[TEXT PROVIDED]
· · ·
The lowdown for landlords buying in Europe
Landlords in the UK have suffered several blows to their income in the past few months. Changes to both the way rental income is taxed and to stamp duty rates will dent investors’ future profits.
With the euro weak, is now the time to think about buying a rental property overseas?
It’s vital to do your research when considering buying abroad. Different countries charge different property taxes, with these sometimes varying between regions of the same country. Potential landlords will also have to understand local property laws.
Europe is an obvious choice for property investors because of its proximity to the UK.
Spain, France, Italy and Ireland are all popular countries to buy either a buy-to-let property or holiday accommodation.
Peter Esders, director at international legal services company Judicare Group, warns that the total cost of buying in Spain is higher than in the UK. “As a rough rule of thumb, you should budget for something in the region of 10% to 11% of the value of the property although the costs vary across the country. This should cover all legal fees, notary fees, taxes and so on,” he says.
How much tax you’ll pay when you buy a property in Spain depends on whether it’s a resale or new-build. On resale properties, the buyer pays transfer tax (impuesto sobre las transmisiones patrimonilaes or ITP) at between 8% and 10% depending on the value and area.
New properties are subject to the Spanish version of VAT, called IVA, which is payable when the developer or builder sells the property to an investor or owner. The rate is 10% for residential properties and 21% for plots of land or commercial premises. Stamp duty at 1.2% is payable, where IVA is paid.
· · ·
[SUPPLIED ENTRIES]

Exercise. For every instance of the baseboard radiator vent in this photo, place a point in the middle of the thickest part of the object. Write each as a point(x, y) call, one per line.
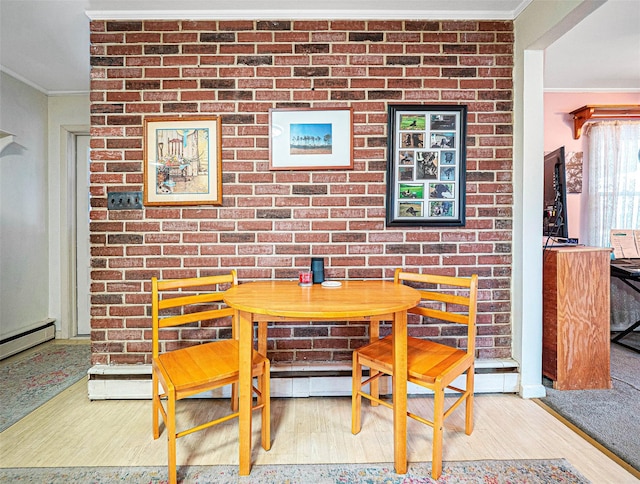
point(44, 331)
point(122, 382)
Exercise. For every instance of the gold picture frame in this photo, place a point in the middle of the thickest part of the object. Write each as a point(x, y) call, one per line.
point(182, 160)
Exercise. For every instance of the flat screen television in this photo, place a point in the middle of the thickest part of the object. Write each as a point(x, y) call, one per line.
point(555, 196)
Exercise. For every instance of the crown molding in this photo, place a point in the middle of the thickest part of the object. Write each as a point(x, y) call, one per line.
point(273, 14)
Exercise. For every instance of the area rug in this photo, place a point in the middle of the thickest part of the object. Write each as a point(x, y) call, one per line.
point(26, 383)
point(610, 417)
point(493, 472)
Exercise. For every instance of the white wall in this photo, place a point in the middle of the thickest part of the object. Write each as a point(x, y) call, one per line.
point(558, 131)
point(24, 256)
point(35, 243)
point(68, 116)
point(537, 27)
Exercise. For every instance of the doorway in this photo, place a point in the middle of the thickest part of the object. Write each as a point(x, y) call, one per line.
point(82, 259)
· · ·
[DIRECTIVE] According to the article on landlords buying in Europe, what IVA rate applies to new residential properties in Spain? The records have nothing to do with this.

[RESPONSE BELOW] 10%